*What this task involves*: Print the listing below again from the line that contains "Target: porch railing outside" onward, keeping every line exact and leaving out the lines before it.

*Record excerpts*:
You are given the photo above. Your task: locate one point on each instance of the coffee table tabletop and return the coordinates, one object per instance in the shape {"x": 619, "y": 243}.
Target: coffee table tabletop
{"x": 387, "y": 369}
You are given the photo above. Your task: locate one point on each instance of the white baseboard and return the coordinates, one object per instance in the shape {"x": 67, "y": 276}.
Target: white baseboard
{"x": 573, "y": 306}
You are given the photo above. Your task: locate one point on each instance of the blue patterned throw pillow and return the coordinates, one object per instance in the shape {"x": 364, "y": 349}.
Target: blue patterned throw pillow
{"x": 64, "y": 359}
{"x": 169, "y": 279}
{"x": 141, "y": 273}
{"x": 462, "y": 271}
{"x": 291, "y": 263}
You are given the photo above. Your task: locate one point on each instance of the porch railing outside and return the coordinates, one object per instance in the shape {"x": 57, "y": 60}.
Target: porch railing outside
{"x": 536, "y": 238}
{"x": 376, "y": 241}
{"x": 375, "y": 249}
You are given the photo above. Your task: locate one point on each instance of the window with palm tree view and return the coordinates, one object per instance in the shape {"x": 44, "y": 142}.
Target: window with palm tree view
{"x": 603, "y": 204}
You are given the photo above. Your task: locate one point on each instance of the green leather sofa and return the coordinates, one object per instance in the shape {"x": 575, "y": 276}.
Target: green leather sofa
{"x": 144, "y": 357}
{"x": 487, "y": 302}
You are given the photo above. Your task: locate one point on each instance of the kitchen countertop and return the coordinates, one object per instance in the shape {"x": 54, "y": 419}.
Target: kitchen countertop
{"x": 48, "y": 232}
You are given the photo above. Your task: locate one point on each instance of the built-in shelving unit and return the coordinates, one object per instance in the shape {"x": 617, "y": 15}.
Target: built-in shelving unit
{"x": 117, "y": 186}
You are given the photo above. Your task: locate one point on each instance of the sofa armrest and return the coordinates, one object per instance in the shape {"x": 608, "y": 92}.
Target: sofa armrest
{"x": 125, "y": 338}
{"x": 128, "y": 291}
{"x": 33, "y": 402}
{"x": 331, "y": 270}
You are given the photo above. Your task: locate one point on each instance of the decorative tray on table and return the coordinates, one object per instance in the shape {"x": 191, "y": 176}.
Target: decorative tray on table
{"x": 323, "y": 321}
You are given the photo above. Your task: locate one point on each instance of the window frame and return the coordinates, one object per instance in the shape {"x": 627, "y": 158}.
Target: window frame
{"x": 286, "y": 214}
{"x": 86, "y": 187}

*Task answer*:
Target: porch railing outside
{"x": 536, "y": 238}
{"x": 376, "y": 241}
{"x": 375, "y": 249}
You are given the photo above. Your task: locate one point on each instance of the window with palm tree view and return the coordinates, one object per instance in the shape {"x": 44, "y": 142}.
Target: window with palm tree view
{"x": 603, "y": 204}
You are given the photo above. Your task: locate one point on each instance of the green leather sofa and return the coordinates, one object per instance in the shape {"x": 575, "y": 276}.
Target: green leather sofa
{"x": 144, "y": 357}
{"x": 487, "y": 302}
You are given the photo above. Your task: locate one point on each instance of the kitchen countertop and return the coordinates, one object per instance in the shape {"x": 54, "y": 419}.
Target: kitchen countertop
{"x": 48, "y": 232}
You are given the photo above. Your task: locate one point on each instance of the built-in shelving unit and return the coordinates, one object per instance in the shape {"x": 617, "y": 15}.
Target: built-in shelving unit
{"x": 117, "y": 186}
You are given the photo above. Your task: locate one point on each instance of the sofa armrest and return the coordinates, one object per instance in the shape {"x": 608, "y": 92}.
Target: sofa armrest
{"x": 125, "y": 338}
{"x": 128, "y": 291}
{"x": 33, "y": 402}
{"x": 331, "y": 270}
You are given the photo above. Your task: locate one point on each instance of the decorative tray on table and return the coordinates, one object per instance in the shape {"x": 191, "y": 176}.
Target: decorative tray on table
{"x": 323, "y": 321}
You are given the photo above. Your task: locate one point on each instance of the window frame and return the coordinates, one object per instance in the shape {"x": 627, "y": 158}.
Target: window frame
{"x": 286, "y": 214}
{"x": 86, "y": 187}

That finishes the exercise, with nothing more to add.